Petunjuk Kerja:
1) Tentukan apakah setiap pernyataan berikut sesuai dengan teks tentang robohnya sekolah di Banten: (a) SDN Bendungan berada di Kabupaten Pandeglang; (b) HM Acang adalah Ketua DPRD Pandeglang; (c) menurut Enjat Sudirjat, SD yang sangat rusak yang ia ajukan untuk direhab akhirnya dibangun. Jawab ya atau tidak untuk masing-masing, lalu kutip kata-kata dari teks yang menentukan jawabannya.
2) Lanjutkan teks tentang robohnya sekolah di Banten, mulai setelah kalimat terakhir yang tercantum.

Kutipan Teks:
::::::::

Sekolah Kami Kembali Roboh

Lagi-lagi sekolah roboh, beberapa waktu lalu terjadi pada Sekolah Dasar Negeri (SDN) 3 Harapan Karya, Kecamatan Pagelaran, Kabupaten Pandeglang. Sebelumnya, empat ruang kelas milik SDN Bendungan, Desa Pudar, Kecamatan Pamarayan, Kabupaten Serang roboh (31/7), kalau harus didaftar, maka berderet-deretlah kasus robohnya sekolah di Banten.
Menanggapi robohnya SDN 3 Harapan Karya, Ketua DPRD Pandeglang, HM Acang, menuduh robohnya sekolah, akibat adanya ketidakberesan, atau kecurangan dalam penentuan skala prioritas pembangunan gedung sekolah (Radar Banten/24/11/10).
Terkait ketidakberesan dalam menentukan skala prioritas pembangunan sekolah, masih dari berita Radar Banten (24/11/10), Enjat Sudirjat anggota DPRD Pandeglang, mengaku mempunyai pengalaman, ketika mengajukan rehab SD yang sangat rusak, namun yang dibangun SD yang kondisinya masih baik, menurut informasi yang didapat oleh Enjat, karena kurangnya pendekatan materi pada pejabat dinas pendidikan.

::::::::

[Entri Data]
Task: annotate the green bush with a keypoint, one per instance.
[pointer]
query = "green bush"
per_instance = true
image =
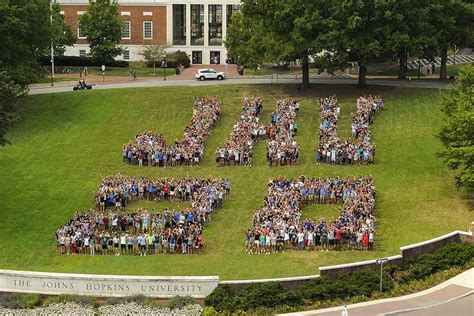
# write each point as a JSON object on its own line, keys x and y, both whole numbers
{"x": 80, "y": 299}
{"x": 178, "y": 58}
{"x": 139, "y": 298}
{"x": 259, "y": 295}
{"x": 112, "y": 301}
{"x": 220, "y": 299}
{"x": 20, "y": 301}
{"x": 449, "y": 255}
{"x": 358, "y": 286}
{"x": 181, "y": 301}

::::::::

Hasil Latihan:
1)
(a) Tidak: "empat ruang kelas milik SDN Bendungan, Desa Pudar, Kecamatan Pamarayan, Kabupaten Serang roboh (31/7)"
(b) Ya: "Ketua DPRD Pandeglang, HM Acang"
(c) Tidak: "ketika mengajukan rehab SD yang sangat rusak, namun yang dibangun SD yang kondisinya masih baik"

2)
Kalau benar, Ironis memang, bila institusi pendidikan sudah dikuasai oleh pihak-pihak yang tidak beres, tentu saja kita tidak bisa berharap persoalan pendidikan yang sudah seperti benang kusut, dapat terselesaikan.
Benang kusut karena begitu kompleksitasnya persoalan pendidikan di Indonesia , dari mulai ujian nasional yang dipersoalkan, kurikulum yang diprotes sana-sini sampai mutu pendidikan yang terus tertinggal, setidaknya dengan Negara tetangga Malaysia . Padahal, dalam teori pendidikan dikenal, dipikirkan sebaik-baiknya pun masih saja ada kekeliruan, apalagi dimulai dari sebuah kekeliruan-kekeliruan.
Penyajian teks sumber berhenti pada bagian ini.